TEXT EXTRACT:

————————

Michael: "Pretty soon, there's over 30 people in the underground, drinking. Now, a short time later, one of the shanghai-ers walked by -- Jooseph Bunkle Kelly -- and he looked down and he saw all these passed out men and began counting heads. And, when he got to 35, he stopped. No one was breathing; everyone was dead. And then, he realized what had happened. They were not in the underground of the snug harbor -- they were actually in the underground of the mortuary next door, and they had been drinking embalming fluid."
Michael says the shanghai-ers sold the dead men anyway and raised the Price, saying it cost more to get the men this dead drunk. The same way men were kidnapped, so were women for the white slave industry.
Mickey: "Look at that: A baby buggy, do you think? "
Mickey and her friend are drawn to a Victorian baby buggy amidst hundreds of wooden chairs piled in from past saloons and brothels.
Michael: "Women were grabbed by white slavers in other cities, brought to Portland, and sold into prostitution. And, they generally died in prostitution. There are no reports that I can find where people escape this way of life."
Michael says the buggy is a reminder that babies born to prostitute mothers were sold or given away.
Michael: "Now, on five different tours, people in this section of the underground claim that they looked over here while they were leaving and there was a woman kneeling by the baby buggy, crying, pleading with someone to help her find her baby. They turn to get someone's attention, and when they looked back, there was no one there."
I turn to Mickey, standing next to me. We look at all the shadows around us: no woman crying out for her baby here. But there's a different kind of ghost: a feeling of suffering and tragedy from long ago. The walls start closing inůMicky says it all in one word:
Mickey: "Claustrophobic. I'd like to kinda do some checking myself to see how accurate it all is. It seems so unbelievable."
We're all starting to feel weighed down with the stories. It's unbelievably hot. We hear footsteps and laughter above us, the sound of a dishwasher -- all that life above us, and we're quiet down here in the underground. We ascend into bright sunny Portland. Another group awaits the next tour. Michael says people are curious about the history, but many are actually trying to find long-lost family members who were shanghaied.
Mike: "One lady told me the story about her grandfather was looking for his son -- he vanished when he was 17 years old. He was in the army, stationed at Fort Vancouver. He came down here was, he vanished, and his entire life he looked for him -- and never gave up hoping he could find him. Finally, he knew what happened to him."
Portland is beautiful up here, but how little I knew of my own city's seamy past. And, I wonder, how many other cities have undergrounds where the only real monster is its horrible history.
I'm Dmae Roberts for The Savvy Traveler.

————————

LISTING:
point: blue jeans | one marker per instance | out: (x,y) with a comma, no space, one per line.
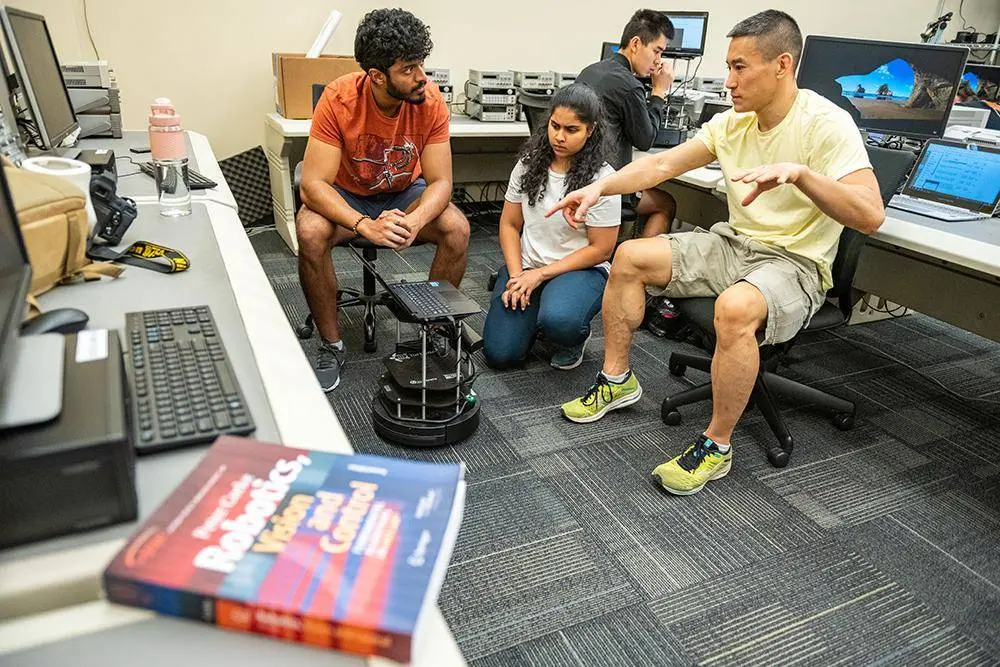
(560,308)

————————

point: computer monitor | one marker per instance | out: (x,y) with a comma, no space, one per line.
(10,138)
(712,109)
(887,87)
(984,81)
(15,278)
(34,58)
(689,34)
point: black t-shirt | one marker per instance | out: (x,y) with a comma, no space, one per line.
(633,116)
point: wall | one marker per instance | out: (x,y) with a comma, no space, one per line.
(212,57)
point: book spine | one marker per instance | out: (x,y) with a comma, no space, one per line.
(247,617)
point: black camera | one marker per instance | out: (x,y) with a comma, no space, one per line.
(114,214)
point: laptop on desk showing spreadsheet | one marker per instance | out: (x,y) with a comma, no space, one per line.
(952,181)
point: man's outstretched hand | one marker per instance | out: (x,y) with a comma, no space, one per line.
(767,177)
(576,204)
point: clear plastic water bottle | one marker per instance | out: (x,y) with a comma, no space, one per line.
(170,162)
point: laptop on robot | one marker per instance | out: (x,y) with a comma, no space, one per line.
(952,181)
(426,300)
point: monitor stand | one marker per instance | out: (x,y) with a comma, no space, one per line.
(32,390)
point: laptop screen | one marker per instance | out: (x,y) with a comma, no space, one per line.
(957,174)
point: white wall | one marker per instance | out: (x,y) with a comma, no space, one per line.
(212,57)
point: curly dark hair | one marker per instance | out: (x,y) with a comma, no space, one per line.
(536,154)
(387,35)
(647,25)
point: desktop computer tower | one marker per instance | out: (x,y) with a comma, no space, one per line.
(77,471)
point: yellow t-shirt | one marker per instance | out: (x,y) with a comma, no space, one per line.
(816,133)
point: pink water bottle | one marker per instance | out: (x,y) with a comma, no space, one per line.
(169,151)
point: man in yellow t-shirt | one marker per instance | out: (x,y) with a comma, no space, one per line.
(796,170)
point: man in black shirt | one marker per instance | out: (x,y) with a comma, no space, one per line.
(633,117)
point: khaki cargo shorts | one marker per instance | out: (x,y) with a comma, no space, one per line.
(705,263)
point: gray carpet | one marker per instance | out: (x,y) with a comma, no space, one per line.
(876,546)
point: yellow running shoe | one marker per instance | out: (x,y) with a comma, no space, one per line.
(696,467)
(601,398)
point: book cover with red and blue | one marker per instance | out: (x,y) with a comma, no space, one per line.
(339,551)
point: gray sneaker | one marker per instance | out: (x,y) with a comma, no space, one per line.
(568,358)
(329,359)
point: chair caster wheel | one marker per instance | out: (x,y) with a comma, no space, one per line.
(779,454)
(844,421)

————————

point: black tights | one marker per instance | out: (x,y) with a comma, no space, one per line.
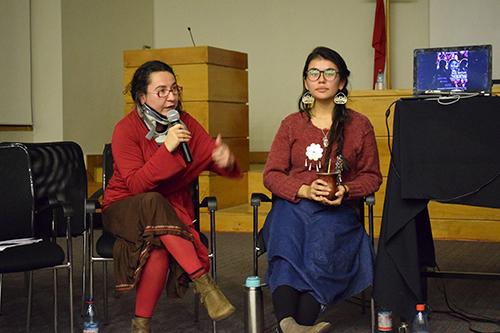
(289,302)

————————

TASKS TO COMPLETE:
1. Based on the Portland underground piece, say whether each statement agrees with it. Answer yes or no and quote the deciding words.
(a) The men found in the underground had been drinking embalming fluid.
(b) People on ten different tours said they saw a woman kneeling by the baby buggy.
(c) When the group leaves the underground, Portland is rainy.
2. Answer these questions from the Portland underground piece.
(a) How many heads did the shanghai-er count before he stopped?
(b) What are Mickey and her friend drawn to among the wooden chairs?
(c) Where was the missing son stationed?
The rows have nothing to do with what comes next.

TASK SOLUTIONS:
1.
(a) Yes: "they had been drinking embalming fluid"
(b) No: "on five different tours"
(c) No: "We ascend into bright sunny Portland."

2.
(a) 35
(b) A Victorian baby buggy
(c) Fort Vancouver